**What you should do**
Repeat all of the data precisely.

┄┄┄┄┄┄┄┄┄┄

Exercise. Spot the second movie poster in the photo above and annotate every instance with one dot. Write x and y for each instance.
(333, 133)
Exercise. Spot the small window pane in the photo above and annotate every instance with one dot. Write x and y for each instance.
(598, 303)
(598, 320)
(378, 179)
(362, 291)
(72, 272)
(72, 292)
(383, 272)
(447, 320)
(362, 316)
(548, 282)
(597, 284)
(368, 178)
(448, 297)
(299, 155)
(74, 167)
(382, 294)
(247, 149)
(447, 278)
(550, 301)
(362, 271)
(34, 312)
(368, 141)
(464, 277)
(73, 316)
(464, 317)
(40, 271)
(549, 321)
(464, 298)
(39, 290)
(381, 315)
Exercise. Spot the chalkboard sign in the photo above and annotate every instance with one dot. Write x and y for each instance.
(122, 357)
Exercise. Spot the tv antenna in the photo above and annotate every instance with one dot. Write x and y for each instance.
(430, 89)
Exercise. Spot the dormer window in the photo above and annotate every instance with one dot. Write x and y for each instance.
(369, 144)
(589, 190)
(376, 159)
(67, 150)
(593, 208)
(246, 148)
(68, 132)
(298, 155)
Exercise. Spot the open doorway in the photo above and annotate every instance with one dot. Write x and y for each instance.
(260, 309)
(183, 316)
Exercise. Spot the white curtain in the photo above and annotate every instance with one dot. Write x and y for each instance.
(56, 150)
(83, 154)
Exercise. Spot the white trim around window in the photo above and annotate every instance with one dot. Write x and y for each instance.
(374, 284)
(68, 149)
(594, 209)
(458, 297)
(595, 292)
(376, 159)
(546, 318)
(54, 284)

┄┄┄┄┄┄┄┄┄┄

**Final result**
Exercise. Spot the second movie poster in the photo above and annotate every instance with one dot. Write x and y for each instance.
(333, 133)
Exercise. Spot the small window pane in the photo above and annotate every instance with one dot. Write x and y for each instance.
(598, 303)
(598, 320)
(378, 179)
(362, 291)
(72, 272)
(72, 292)
(383, 272)
(447, 320)
(362, 316)
(548, 282)
(597, 284)
(368, 178)
(448, 297)
(299, 155)
(74, 167)
(382, 294)
(247, 149)
(447, 278)
(550, 301)
(362, 271)
(34, 312)
(368, 141)
(464, 277)
(73, 316)
(464, 317)
(40, 271)
(549, 321)
(464, 298)
(39, 290)
(381, 315)
Exercise. Spot the chalkboard sign in the photo above and annotate every instance with one dot. Write x and y for each instance.
(122, 357)
Exercise. Spot the tv antenna in the photo above and annotate every instance with one dot. Write x and y for each instance.
(430, 89)
Exercise. Spot the dormer window in the photo above and annotate every instance with one dot. Write x and y for each instance.
(369, 144)
(589, 190)
(376, 159)
(67, 150)
(593, 208)
(246, 148)
(68, 132)
(298, 155)
Exercise. Spot the open doorway in the photo above and annotate every instance with one dot. Write x and y for each instance.
(260, 309)
(183, 316)
Exercise. Spot the white curtain in the photo above and annotate every instance with one dot. Write x and y for each instance.
(56, 150)
(83, 154)
Exercise. Spot the white trim around window in the photo above and annotate every instance with one dot. Write x and y for each instance.
(374, 284)
(68, 149)
(594, 209)
(458, 297)
(595, 292)
(376, 159)
(546, 318)
(54, 284)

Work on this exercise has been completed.